╔══

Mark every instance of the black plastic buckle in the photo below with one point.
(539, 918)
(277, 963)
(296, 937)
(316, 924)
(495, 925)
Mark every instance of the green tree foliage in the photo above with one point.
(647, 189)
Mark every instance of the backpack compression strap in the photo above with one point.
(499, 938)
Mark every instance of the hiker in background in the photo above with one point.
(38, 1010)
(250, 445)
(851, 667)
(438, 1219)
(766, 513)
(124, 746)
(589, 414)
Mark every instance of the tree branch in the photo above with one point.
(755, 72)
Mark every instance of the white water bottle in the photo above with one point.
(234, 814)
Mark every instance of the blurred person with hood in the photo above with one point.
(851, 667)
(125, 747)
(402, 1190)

╚══

__EXERCISE OBJECTIVE__: Starting with the first entry and ending with the last, give all of them again unchanged.

__SOLUTION__:
Mark every instance of the black plastic buckle in the photo below with one point.
(539, 918)
(277, 963)
(296, 937)
(316, 924)
(495, 925)
Mark every instance of the green tree foliage in the photo above with one point.
(647, 189)
Mark every instance of the backpack compression strap in the photo above with one point.
(499, 938)
Mark every instance of the hiker in background in the photo above with one point.
(38, 1010)
(250, 445)
(851, 667)
(438, 1219)
(766, 513)
(124, 746)
(589, 414)
Mark every instance of the tree branch in the photo above with one point.
(755, 72)
Mark every instance of the white water bottle in the photo above with one point.
(234, 814)
Mark every instance of the blurred person with hood in the photo above with one point.
(851, 667)
(125, 747)
(402, 1190)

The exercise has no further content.